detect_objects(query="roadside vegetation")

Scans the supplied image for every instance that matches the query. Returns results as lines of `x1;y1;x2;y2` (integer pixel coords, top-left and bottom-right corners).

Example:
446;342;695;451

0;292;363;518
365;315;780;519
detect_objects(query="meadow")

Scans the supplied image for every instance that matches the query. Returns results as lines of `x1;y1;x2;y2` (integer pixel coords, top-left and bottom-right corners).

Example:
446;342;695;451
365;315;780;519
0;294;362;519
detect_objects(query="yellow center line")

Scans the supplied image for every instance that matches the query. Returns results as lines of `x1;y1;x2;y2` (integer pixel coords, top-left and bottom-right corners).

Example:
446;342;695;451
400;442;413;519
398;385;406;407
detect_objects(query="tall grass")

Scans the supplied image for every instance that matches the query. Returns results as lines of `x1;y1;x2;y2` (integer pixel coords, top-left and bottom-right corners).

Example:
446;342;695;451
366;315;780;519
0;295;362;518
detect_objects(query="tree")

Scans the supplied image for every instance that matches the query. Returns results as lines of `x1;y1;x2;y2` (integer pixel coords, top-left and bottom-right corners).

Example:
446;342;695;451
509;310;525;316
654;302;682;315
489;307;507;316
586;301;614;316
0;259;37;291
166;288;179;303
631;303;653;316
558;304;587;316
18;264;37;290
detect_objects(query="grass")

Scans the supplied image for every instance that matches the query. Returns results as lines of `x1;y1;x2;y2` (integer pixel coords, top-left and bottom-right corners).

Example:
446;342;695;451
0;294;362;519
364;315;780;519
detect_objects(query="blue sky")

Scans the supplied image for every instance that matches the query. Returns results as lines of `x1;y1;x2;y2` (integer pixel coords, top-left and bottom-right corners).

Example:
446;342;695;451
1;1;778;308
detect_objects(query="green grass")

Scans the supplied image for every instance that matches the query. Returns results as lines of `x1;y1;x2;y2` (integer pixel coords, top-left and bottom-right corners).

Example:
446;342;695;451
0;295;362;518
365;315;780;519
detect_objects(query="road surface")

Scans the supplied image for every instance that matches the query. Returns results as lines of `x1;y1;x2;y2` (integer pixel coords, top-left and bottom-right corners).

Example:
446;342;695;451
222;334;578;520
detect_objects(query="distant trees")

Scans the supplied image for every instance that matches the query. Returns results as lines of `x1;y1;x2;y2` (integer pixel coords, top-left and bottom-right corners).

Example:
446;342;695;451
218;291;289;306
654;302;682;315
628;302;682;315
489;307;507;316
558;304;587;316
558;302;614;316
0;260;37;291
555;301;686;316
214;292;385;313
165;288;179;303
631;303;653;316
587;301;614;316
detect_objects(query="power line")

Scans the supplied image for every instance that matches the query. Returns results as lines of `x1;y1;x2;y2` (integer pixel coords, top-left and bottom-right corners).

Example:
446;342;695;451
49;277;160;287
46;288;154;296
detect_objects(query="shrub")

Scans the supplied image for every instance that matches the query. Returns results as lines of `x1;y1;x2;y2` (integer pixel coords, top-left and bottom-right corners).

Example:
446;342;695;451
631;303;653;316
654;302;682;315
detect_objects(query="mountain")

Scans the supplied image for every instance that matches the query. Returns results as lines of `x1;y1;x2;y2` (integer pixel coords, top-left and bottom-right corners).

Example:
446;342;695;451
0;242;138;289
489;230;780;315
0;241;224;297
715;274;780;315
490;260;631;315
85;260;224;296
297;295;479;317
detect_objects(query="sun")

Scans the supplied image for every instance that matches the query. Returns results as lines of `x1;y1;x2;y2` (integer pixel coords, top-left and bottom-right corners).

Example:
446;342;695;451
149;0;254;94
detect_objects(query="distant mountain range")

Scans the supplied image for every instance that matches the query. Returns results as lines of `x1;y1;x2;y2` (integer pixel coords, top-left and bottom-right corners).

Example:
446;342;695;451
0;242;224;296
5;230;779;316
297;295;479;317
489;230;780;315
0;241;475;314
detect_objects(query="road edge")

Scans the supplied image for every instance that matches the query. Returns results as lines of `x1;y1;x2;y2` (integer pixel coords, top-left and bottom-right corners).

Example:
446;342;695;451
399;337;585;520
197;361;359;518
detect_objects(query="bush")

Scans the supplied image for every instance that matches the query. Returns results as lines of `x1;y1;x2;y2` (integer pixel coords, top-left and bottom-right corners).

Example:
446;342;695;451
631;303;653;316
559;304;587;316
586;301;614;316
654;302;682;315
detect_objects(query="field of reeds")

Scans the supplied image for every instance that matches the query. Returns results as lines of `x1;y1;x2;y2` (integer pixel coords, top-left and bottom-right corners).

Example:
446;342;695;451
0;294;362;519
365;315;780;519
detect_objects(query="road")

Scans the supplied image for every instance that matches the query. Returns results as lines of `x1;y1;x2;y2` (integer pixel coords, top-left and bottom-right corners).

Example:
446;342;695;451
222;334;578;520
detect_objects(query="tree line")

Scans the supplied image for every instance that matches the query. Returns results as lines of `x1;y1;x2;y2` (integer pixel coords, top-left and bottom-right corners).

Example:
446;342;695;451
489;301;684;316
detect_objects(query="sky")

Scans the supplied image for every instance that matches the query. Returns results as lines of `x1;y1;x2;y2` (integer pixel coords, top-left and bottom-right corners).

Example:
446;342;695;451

============

_Requirement_. Repeat the records. Match them exactly.

_Output of the task_.
detect_objects(query="roadside vegetation")

Scans the supplied image for every instance that matches the query. Returns results as lines of `x1;y1;x2;y2` (integer pixel coords, top-left and bottom-right corners).

Example:
446;342;695;451

0;292;363;518
365;315;780;519
detect_objects(query="meadow")

Scans the supplied image for every instance that matches the query. Returns results as lines of `x1;y1;x2;y2` (integer pixel coords, top-left and bottom-right corners).

Example:
446;342;695;451
365;315;780;519
0;294;362;519
detect_objects(query="yellow center line")

Scans the supplied image for every instance that matches the query. Returns results as lines of `x1;y1;x2;y2` (integer pixel coords, top-left and bottom-right corners).

Example:
446;342;695;451
400;442;413;519
398;385;406;407
detect_objects(query="tall grass")

Scans the supplied image for every instance that matches the query. Returns results as lines of `x1;y1;x2;y2` (integer pixel coords, top-left and bottom-right corners).

Example:
446;342;695;451
366;315;780;519
0;295;362;518
detect_objects(query="tree")

Scans the supplied image for every instance that matches the query. Returns results as lines of `x1;y1;x2;y2` (integer pixel coords, top-left and bottom-right corners).

Example:
446;342;695;451
509;310;525;316
654;302;682;315
489;307;507;316
586;301;614;316
0;259;37;291
166;288;179;303
631;303;653;316
558;304;587;316
18;264;37;290
detect_objects(query="grass")

Scans the supplied image for every instance that matches the query. Returns results as lines of `x1;y1;x2;y2` (integer pixel coords, top-left and bottom-right corners).

Example:
446;342;695;451
0;294;362;519
364;315;780;519
detect_objects(query="blue sky")

Scans the supplied image for every instance that matches the query. Returns results as lines of `x1;y1;x2;y2` (integer pixel coords, top-left and bottom-right corners).

Example:
446;342;695;451
1;1;778;308
detect_objects(query="green grass")

Scans the supplied image for every instance that matches the query. Returns results as lines of `x1;y1;x2;y2` (integer pixel coords, top-left and bottom-right corners).

Example:
446;342;695;451
0;295;362;518
365;315;780;519
detect_objects(query="road surface")

Scans the supplied image for every instance that matches the query. Returns results as lines of `x1;y1;x2;y2` (integer pixel coords, top-left and bottom-right corners).

Example:
446;342;695;451
222;334;578;520
detect_objects(query="distant trees")

Scans the supplied image for every instance that matches the query. Returns results as lines of `x1;y1;x2;y2` (integer pixel coords, top-left and bottom-right corners).

Example:
446;342;695;451
218;291;289;306
654;302;682;315
628;302;682;315
489;307;507;316
558;304;587;316
558;302;614;316
0;260;37;291
555;301;686;316
214;292;385;313
165;288;179;303
631;303;653;316
587;301;614;316
detect_objects(query="power line")

Scans the supplied image for every instance that matches the query. Returns results as lines of `x1;y1;x2;y2` (integer pixel coords, top-left and bottom-right corners).

Example:
446;342;695;451
49;277;160;287
46;288;154;296
detect_objects(query="shrub")

Scans the supplied image for every instance that matches the query. Returns results as lines of `x1;y1;x2;y2` (integer pixel coords, top-left and bottom-right corners).

Example:
446;342;695;451
631;303;653;316
654;302;682;315
detect_objects(query="mountain")

Scans the supplied image for every instance that matches the query. Returns results as lines of `x1;y1;x2;y2` (integer pixel coords, top-left and bottom-right corners).

Example:
446;342;695;451
0;242;138;289
489;230;780;315
0;241;224;297
715;274;780;315
490;260;631;315
85;260;224;296
297;295;479;317
detect_objects(query="sun")

Scans the supplied image for every instance that matches the query. Returns results as lines of `x1;y1;x2;y2` (integer pixel coords, top-left and bottom-right corners).

Example:
446;342;695;451
149;0;254;94
detect_objects(query="distant mountain range")

Scans the supplied image for every instance that matches the query. Returns results as lines of `x1;y1;x2;y2` (integer pixel coords, top-left and bottom-right corners).

Example:
446;342;695;451
0;242;224;296
5;230;779;316
297;295;479;317
489;230;780;315
0;241;475;314
detect_objects(query="road edge")

Scans the supplied image for every instance that matches the query. Returns results as lines of `x1;y1;x2;y2` (integer pixel coords, top-left and bottom-right corners).

Example:
446;342;695;451
399;337;585;520
197;361;359;518
detect_objects(query="bush")

Scans the supplied image for every instance that matches the query. Returns results as lines of `x1;y1;x2;y2` (integer pixel coords, top-left and bottom-right corners).

Example:
446;342;695;451
631;303;653;316
559;304;587;316
586;301;614;316
654;302;682;315
detect_objects(query="field of reeds")

Scans the supplied image for every instance that matches the query. Returns results as lines of `x1;y1;x2;y2` (integer pixel coords, top-left and bottom-right corners).

Example:
446;342;695;451
0;294;362;519
365;315;780;519
detect_objects(query="road")

Scans the supplied image for every instance that matches the query. Returns results as lines of `x1;y1;x2;y2` (integer pixel coords, top-left and bottom-right corners).

Example:
446;342;695;451
222;334;578;520
detect_objects(query="tree line")

Scans the supplied image for every instance that matches the query. Returns results as lines of `x1;y1;x2;y2` (integer pixel coords, top-left and bottom-right corners).

Example:
446;342;695;451
489;301;684;316
detect_objects(query="sky")

Scans the supplied image for every instance that matches the query. Returns results as lines of `x1;y1;x2;y2` (integer pixel coords, top-left and bottom-right corners).

Example:
446;342;695;451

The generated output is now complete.